_BRIEF_: Copy the lines of the records below verbatim, starting at the line containing "target: reed bed" and continuing through the final line of the records.

Stored entries
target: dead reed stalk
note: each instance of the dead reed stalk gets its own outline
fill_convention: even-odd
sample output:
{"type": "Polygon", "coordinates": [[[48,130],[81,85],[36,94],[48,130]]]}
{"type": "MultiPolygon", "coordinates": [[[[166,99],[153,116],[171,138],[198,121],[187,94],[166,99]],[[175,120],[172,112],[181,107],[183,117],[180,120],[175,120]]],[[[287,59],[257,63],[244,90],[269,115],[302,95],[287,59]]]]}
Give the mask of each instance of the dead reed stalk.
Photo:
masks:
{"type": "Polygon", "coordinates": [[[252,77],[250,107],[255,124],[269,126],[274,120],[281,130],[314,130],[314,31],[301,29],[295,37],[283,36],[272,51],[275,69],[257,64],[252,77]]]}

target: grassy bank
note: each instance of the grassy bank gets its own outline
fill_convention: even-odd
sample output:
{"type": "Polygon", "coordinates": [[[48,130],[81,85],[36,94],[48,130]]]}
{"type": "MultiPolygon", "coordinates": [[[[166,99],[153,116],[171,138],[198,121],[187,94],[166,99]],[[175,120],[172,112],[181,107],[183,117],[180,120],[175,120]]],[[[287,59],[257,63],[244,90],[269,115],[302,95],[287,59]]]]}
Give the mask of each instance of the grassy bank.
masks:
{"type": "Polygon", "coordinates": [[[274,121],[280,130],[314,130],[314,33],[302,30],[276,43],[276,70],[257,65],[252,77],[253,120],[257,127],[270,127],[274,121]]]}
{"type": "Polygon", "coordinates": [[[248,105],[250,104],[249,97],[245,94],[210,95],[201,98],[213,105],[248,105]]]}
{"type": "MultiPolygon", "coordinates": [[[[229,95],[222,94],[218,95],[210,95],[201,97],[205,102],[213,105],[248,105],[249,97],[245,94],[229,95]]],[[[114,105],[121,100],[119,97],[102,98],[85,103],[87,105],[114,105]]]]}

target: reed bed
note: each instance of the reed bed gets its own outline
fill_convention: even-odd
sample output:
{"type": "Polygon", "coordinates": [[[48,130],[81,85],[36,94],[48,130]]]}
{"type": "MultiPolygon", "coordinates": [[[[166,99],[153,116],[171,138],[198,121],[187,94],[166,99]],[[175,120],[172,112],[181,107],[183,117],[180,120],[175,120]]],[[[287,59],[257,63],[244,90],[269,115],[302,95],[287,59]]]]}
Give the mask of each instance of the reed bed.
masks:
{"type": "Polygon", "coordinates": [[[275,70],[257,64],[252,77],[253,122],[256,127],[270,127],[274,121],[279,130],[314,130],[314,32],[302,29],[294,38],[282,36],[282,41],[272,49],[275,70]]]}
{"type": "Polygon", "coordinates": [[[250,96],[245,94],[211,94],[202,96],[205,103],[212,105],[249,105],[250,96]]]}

_FULL SOLUTION_:
target: reed bed
note: each instance of the reed bed gets its own outline
fill_convention: even-odd
sample output:
{"type": "Polygon", "coordinates": [[[48,130],[81,85],[36,94],[48,130]]]}
{"type": "MultiPolygon", "coordinates": [[[[166,99],[153,116],[171,138],[198,121],[187,94],[166,99]],[[175,120],[172,112],[181,107],[183,117],[180,120],[175,120]]],[[[287,59],[257,63],[244,90],[269,115],[302,95],[287,59]]]]}
Give the mask of each instance of the reed bed.
masks:
{"type": "Polygon", "coordinates": [[[275,70],[257,64],[252,77],[253,122],[256,127],[270,127],[274,121],[279,130],[314,130],[314,32],[302,29],[294,38],[282,36],[282,41],[272,49],[275,70]]]}
{"type": "Polygon", "coordinates": [[[250,96],[245,94],[211,94],[202,96],[205,103],[212,105],[249,105],[250,96]]]}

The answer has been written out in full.